§ **WORK ITEM**:
Give all of the listing again word for word, with images excluded.

- - - - -

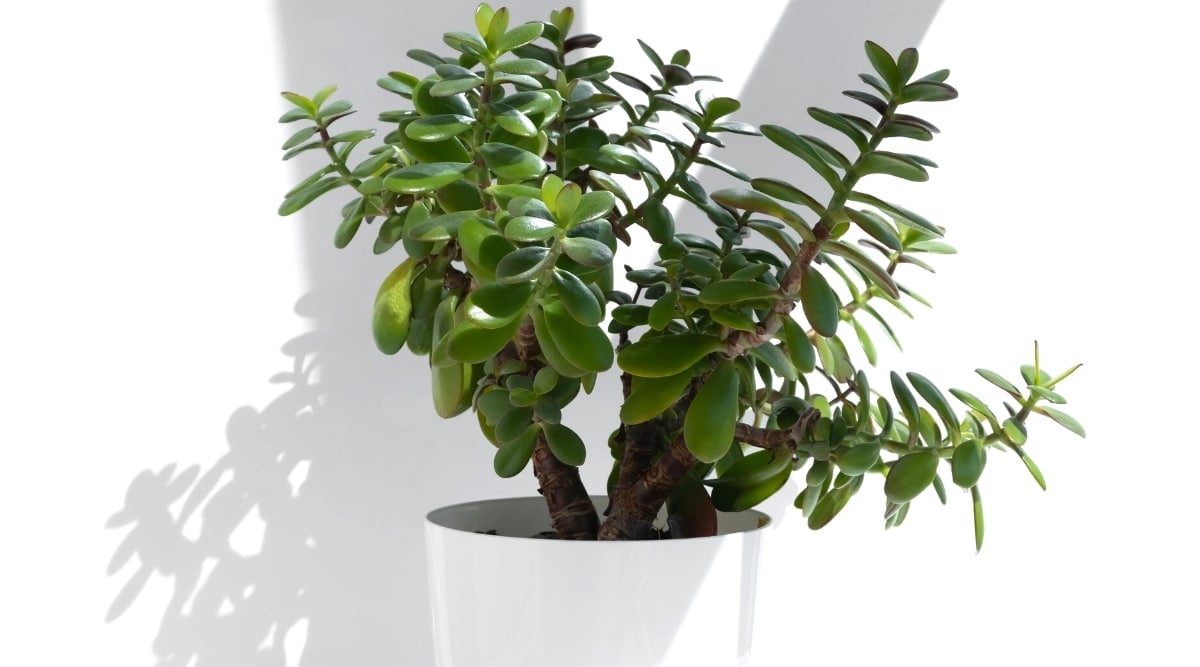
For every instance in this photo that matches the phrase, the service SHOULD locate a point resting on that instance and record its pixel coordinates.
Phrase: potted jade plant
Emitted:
(515, 167)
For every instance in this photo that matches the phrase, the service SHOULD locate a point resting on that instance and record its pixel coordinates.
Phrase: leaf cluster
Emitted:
(508, 202)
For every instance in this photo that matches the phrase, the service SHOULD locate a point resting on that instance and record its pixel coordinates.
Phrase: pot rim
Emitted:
(438, 516)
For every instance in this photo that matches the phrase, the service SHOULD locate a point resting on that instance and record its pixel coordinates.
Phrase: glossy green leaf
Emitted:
(664, 311)
(709, 424)
(976, 404)
(424, 178)
(393, 308)
(666, 355)
(799, 348)
(883, 64)
(496, 305)
(522, 66)
(550, 350)
(1062, 419)
(894, 164)
(523, 264)
(774, 358)
(510, 162)
(531, 229)
(469, 343)
(593, 205)
(737, 498)
(967, 463)
(1014, 432)
(935, 398)
(483, 247)
(756, 202)
(859, 458)
(928, 91)
(907, 401)
(303, 197)
(801, 148)
(520, 36)
(564, 444)
(1031, 467)
(658, 221)
(454, 85)
(789, 192)
(828, 506)
(910, 475)
(733, 292)
(439, 228)
(514, 120)
(877, 228)
(876, 274)
(513, 456)
(900, 214)
(582, 346)
(819, 302)
(996, 379)
(580, 301)
(438, 127)
(977, 515)
(586, 251)
(649, 397)
(840, 124)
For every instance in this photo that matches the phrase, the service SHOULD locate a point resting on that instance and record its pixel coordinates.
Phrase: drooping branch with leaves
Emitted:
(508, 192)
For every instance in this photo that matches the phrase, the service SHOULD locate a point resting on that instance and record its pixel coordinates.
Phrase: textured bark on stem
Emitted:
(571, 512)
(635, 509)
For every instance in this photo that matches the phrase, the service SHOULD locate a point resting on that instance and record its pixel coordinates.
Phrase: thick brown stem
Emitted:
(635, 509)
(571, 512)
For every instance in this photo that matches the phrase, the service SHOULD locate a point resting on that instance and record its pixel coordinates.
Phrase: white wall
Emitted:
(153, 300)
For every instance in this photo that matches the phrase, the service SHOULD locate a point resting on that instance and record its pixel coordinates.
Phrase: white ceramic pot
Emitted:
(508, 600)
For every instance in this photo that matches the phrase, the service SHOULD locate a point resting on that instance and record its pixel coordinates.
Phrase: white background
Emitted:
(154, 307)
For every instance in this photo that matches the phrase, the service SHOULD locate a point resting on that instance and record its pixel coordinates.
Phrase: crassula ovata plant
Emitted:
(505, 191)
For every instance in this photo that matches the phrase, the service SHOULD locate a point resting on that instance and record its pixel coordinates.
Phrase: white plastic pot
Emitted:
(509, 600)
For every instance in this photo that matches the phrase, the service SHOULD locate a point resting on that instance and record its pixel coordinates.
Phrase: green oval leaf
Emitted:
(666, 355)
(513, 456)
(819, 302)
(582, 346)
(438, 127)
(510, 162)
(425, 178)
(967, 463)
(564, 444)
(910, 475)
(1062, 419)
(393, 308)
(469, 343)
(934, 396)
(523, 264)
(514, 120)
(439, 228)
(531, 229)
(593, 205)
(550, 350)
(649, 397)
(894, 164)
(586, 251)
(711, 420)
(520, 36)
(799, 348)
(858, 458)
(496, 305)
(733, 292)
(580, 301)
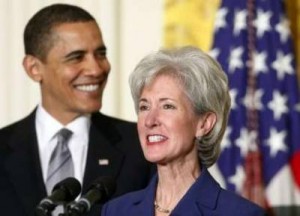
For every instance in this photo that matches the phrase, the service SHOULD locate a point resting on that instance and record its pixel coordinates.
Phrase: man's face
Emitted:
(75, 72)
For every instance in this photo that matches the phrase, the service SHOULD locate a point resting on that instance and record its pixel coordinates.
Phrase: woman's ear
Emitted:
(206, 123)
(32, 66)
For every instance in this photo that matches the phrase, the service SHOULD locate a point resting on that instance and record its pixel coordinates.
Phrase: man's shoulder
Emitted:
(19, 125)
(110, 122)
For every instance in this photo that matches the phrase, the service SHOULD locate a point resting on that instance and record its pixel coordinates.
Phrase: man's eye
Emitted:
(101, 53)
(75, 58)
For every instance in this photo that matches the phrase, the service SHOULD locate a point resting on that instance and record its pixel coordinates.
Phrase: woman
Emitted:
(182, 101)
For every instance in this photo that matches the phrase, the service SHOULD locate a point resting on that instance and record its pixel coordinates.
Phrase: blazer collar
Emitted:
(104, 159)
(200, 199)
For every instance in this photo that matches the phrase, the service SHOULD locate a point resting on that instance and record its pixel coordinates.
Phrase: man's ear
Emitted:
(32, 66)
(206, 123)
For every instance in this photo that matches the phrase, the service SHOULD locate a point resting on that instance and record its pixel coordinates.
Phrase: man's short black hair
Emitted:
(38, 31)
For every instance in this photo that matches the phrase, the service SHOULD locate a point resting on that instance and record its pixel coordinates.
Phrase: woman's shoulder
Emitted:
(123, 204)
(237, 205)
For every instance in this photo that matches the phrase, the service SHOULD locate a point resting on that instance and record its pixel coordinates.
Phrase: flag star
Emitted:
(238, 178)
(235, 59)
(214, 53)
(262, 22)
(283, 28)
(283, 65)
(247, 141)
(239, 21)
(233, 94)
(226, 143)
(276, 141)
(220, 20)
(297, 107)
(260, 62)
(278, 105)
(254, 101)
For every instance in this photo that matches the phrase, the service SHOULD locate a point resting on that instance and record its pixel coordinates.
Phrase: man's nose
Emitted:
(97, 66)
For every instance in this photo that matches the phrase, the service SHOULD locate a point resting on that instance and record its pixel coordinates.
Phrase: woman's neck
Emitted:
(173, 183)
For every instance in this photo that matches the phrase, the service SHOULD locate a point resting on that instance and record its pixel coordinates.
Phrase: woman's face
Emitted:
(167, 123)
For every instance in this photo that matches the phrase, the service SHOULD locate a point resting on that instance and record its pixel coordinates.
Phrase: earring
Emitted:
(198, 138)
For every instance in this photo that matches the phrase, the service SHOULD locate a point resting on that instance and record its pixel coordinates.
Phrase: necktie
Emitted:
(60, 164)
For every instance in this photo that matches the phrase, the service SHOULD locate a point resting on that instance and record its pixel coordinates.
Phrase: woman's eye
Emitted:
(168, 106)
(143, 107)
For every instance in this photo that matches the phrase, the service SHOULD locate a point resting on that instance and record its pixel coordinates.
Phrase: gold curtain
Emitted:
(189, 22)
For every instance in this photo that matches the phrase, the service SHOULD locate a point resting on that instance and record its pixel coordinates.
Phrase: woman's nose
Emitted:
(152, 119)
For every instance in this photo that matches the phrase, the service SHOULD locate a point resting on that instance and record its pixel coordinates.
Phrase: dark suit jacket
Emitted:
(204, 198)
(21, 182)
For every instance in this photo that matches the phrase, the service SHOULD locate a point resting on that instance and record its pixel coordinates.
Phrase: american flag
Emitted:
(260, 156)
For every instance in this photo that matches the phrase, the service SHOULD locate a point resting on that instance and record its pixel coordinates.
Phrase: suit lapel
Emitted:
(23, 165)
(201, 198)
(103, 159)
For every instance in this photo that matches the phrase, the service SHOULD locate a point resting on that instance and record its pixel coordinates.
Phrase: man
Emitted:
(66, 55)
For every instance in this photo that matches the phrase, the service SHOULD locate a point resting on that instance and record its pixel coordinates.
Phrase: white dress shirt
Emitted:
(47, 127)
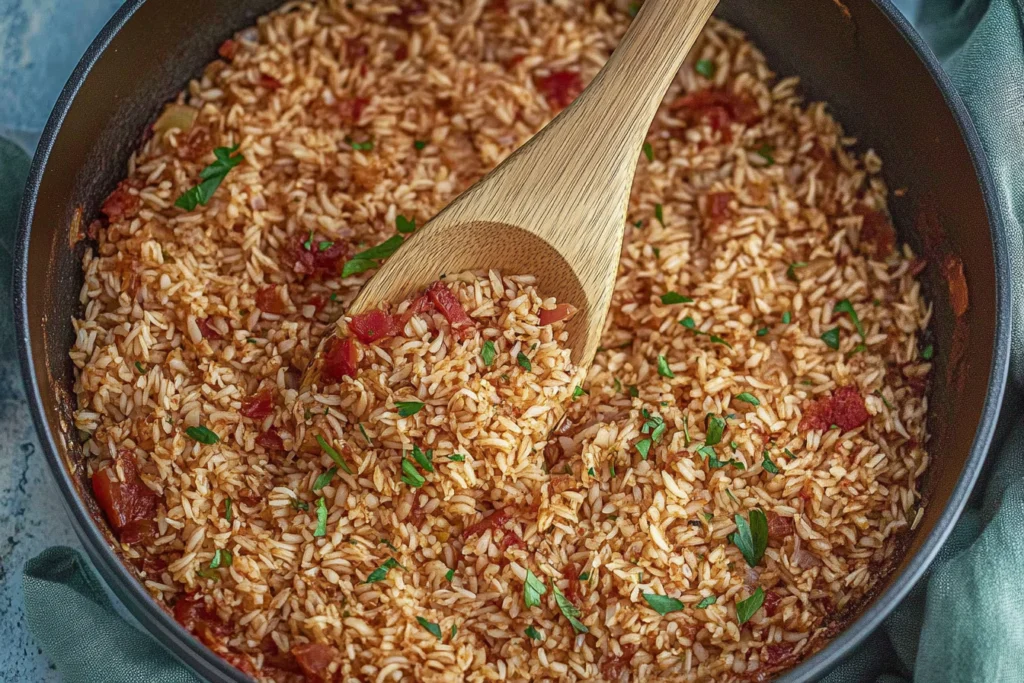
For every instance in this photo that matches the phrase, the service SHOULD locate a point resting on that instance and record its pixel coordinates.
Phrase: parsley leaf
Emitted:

- - - - -

§ **ANSWER**:
For every instance in this photo that matches the phrase, the service SHOULD locate a point resting on that instance and record its pixel coordinates.
Phrase: potted jade plant
Emitted:
(515, 167)
For every instance in this photo that matches the phrase, the service SHOULD locate a point resting on that instance and record its pixel coordinates.
Phrase: leaf cluster
Emitted:
(508, 202)
For every instance in this photo that matches the phrase, the service SHOULD locate a point resting on that instance and record its pixel coordinates.
Phrase: pot rim
Emitted:
(438, 516)
For every instance in this photo that matches the phrase, the service SHOULD locate a point resting on that instance and record its pixel coordinates.
Phrase: glossy green leaf
Emitted:
(664, 311)
(709, 424)
(976, 404)
(424, 178)
(393, 308)
(666, 355)
(799, 348)
(883, 64)
(496, 305)
(522, 66)
(550, 350)
(1062, 419)
(894, 164)
(523, 264)
(774, 358)
(510, 162)
(531, 229)
(469, 343)
(593, 205)
(737, 498)
(967, 463)
(1014, 432)
(935, 398)
(483, 247)
(756, 202)
(859, 458)
(928, 91)
(907, 401)
(303, 197)
(801, 148)
(520, 36)
(564, 444)
(1031, 467)
(658, 221)
(454, 85)
(789, 192)
(828, 506)
(910, 475)
(733, 292)
(439, 228)
(514, 120)
(877, 228)
(876, 274)
(513, 456)
(900, 214)
(582, 346)
(819, 302)
(996, 379)
(580, 301)
(438, 127)
(977, 515)
(586, 251)
(649, 397)
(840, 124)
For every instance in this photo that matches the phrase, the service SHOULD locate a point resting on that instance and record its pixel coordinates.
Phrase: drooping branch with leaves
Emitted:
(508, 192)
For every instance in this photo that matches the phrase, the service SHOULD locate a point resting on that instance and record its pixel coordinates.
Phrase: textured bark on stem
Emitted:
(571, 512)
(635, 509)
For every instance in this photo that matches the phrase, the service SHOULD locate a point resting on that instance and record its pixel coordinates.
Phrase: thick brown stem
Emitted:
(635, 509)
(571, 512)
For every instance in this photo that matches the phrase, the service SHOULD locate a point resting on that instance and record its pixel coordinates.
Phrase: white wall
Emitted:
(153, 300)
For every instance in this photo that matches the phrase, the service SHOULD locate a point resting on that instance and record its pixel coordinates.
Phrase: white ceramic pot
Emitted:
(508, 600)
For every instance in this photo that matches the phrase, the service SHOULD locate a point resting on that instance and record its pixel coordinates.
Phrase: white background
Emitted:
(154, 307)
For every instance in this photo that matches the phrase, the service SHOULD locate a point resting on that instance and record its pixel coordinates.
Phrase: crassula ovata plant
Emitted:
(505, 191)
For every instance in this photo that matches the phrase, the service SHOULD locate a point resting on that instance and record its pixel coordinates.
Phrase: white plastic pot
Emitted:
(509, 600)
For every instance in this photo that matches the phrase, the service SHOULD locate a point resting on that instance and record its pixel coordinates.
Phrase: green oval leaf
Emitted:
(666, 355)
(513, 456)
(819, 302)
(582, 346)
(438, 127)
(510, 162)
(425, 178)
(967, 463)
(564, 444)
(910, 475)
(1062, 419)
(393, 308)
(469, 343)
(934, 396)
(523, 264)
(514, 120)
(439, 228)
(531, 229)
(593, 205)
(550, 350)
(649, 397)
(894, 164)
(586, 251)
(711, 420)
(520, 36)
(799, 348)
(858, 458)
(496, 305)
(733, 292)
(580, 301)
For every instance in this photo that matches the phrase, the service SHOULD locate a point resting on that instance and record its pixel coordinates.
Phrase: man's face
Emitted:
(75, 72)
For every instance in this photo that matches the phrase, the service SHOULD locate a point resting on that instance and record its pixel coordinates.
Phrase: woman's ear
Emitted:
(206, 123)
(32, 66)
For every instance in this photo that matches the phrase, the service SHOULD locate a point resting on that instance and record its pixel coordinates.
Phrase: man's shoulder
Emitted:
(19, 125)
(110, 122)
For every instance in this photo that matches the phrase, the service SHOULD locate a point resting on that instance and record its pixel coordinates.
Phrase: man's eye
Emitted:
(101, 53)
(75, 58)
For every instance in this photo that matches the phrase, the service SHOULD locate a point resting on that instance and record its pixel coordinates.
Phrase: woman
Emitted:
(182, 101)
For every instance in this photo that matches the phrase, the service SHOULD locate a point resting on that instance and record its pixel coordinates.
Phrase: blazer collar
Emitted:
(104, 159)
(200, 199)
For every instance in this photo that matches the phrase, the service SHOULD locate a point resting on that instance and record its pixel coordinates.
Phrase: man's ear
Emitted:
(32, 66)
(206, 123)
For every instance in this photo that matches the phrase, the service SHOULD locate a point resting on that instance and record its pixel coordinates.
Phrase: man's short black hair
Emitted:
(38, 31)
For every instance in this photo that matches the phrase, the service SHOULD locate a point resting on that instance and record its pixel coordinates.
Phrase: woman's shoulder
Emitted:
(123, 204)
(237, 205)
For every instance in this photo that matches the phrase, the service SHOULD locate a point resting on that instance and record its pixel coordinates.
Phrase: flag star
Emitted:
(238, 178)
(235, 59)
(214, 53)
(262, 22)
(283, 28)
(283, 65)
(247, 141)
(239, 21)
(233, 94)
(226, 143)
(276, 141)
(220, 20)
(297, 107)
(260, 62)
(278, 105)
(254, 101)
For every instance in this photo that matches the phrase, the service SHOULD locate a point resting on that instance and record its pixel coordinates.
Phrase: man's nose
Emitted:
(97, 66)
For every instance in this photo that matches the phrase, the service SHOULD locate a point resting on that instance and record its pixel coordinates.
Phrase: woman's neck
Emitted:
(173, 183)
For every instance in this photo that matches the phrase, the service SHOULD locate a point resting on that instance and record its pixel coordinates.
Phrase: woman's face
Emitted:
(167, 123)
For every instance in this photo that matches the phrase, the service SHOULD locate a point resting on that instance and record its pixel coordinates.
Phrase: earring
Emitted:
(198, 138)
For every instance in this photo that matches the phrase, the service SHOULD locate a point resting on that instance and record its pixel coordinates.
Phrase: necktie
Emitted:
(60, 164)
For every instance in this photo that matches the phrase, the service SHOULD locate a point resting on that instance and record its pixel coordinates.
Phrase: woman's eye
Emitted:
(168, 106)
(143, 107)
For every instance in this photo that matches the phrase, the service SHOULD locate a point resting on that instance and record its pixel coordinates.
Phrase: gold curtain
Emitted:
(189, 22)
For every instance in this photo that matches the phrase, the service SHOULD locate a point resting on that instance and record its pixel coordinates.
Phrase: woman's nose
Emitted:
(152, 119)
For every instance in this photo that matches the phrase, the service SHOULD locate a point resting on that instance and record its pixel coordinates.
Phrase: dark suit jacket
Emitted:
(204, 198)
(21, 182)
For every instance in this photo that matches the phrase, the service SHOULD locate a point resting on that instance and record its pixel coordinates.
Phrase: american flag
Emitted:
(260, 156)
For every instance in this photo that matches the phrase, the service SHOULD locate a point resting on that instance and record its pixel coordinates.
Phrase: suit lapel
Emitted:
(23, 165)
(201, 198)
(103, 159)
For every instance in this photo that matches the phrase, the service SHOULD locate a point resting on that instance and record its pixel coordinates.
Phrase: man
Emitted:
(66, 55)
For every instance in this photo that matches the phrase, the service SHOULD locate a point resting on that instance and record its pixel coordinates.
Phrase: white dress shirt
Emitted:
(47, 127)
For every instance in this photo that matches the phrase, the service SHOULD locate a point resting on that instance and record its pixel coordinates.
Phrase: parsley leaf
Emitted:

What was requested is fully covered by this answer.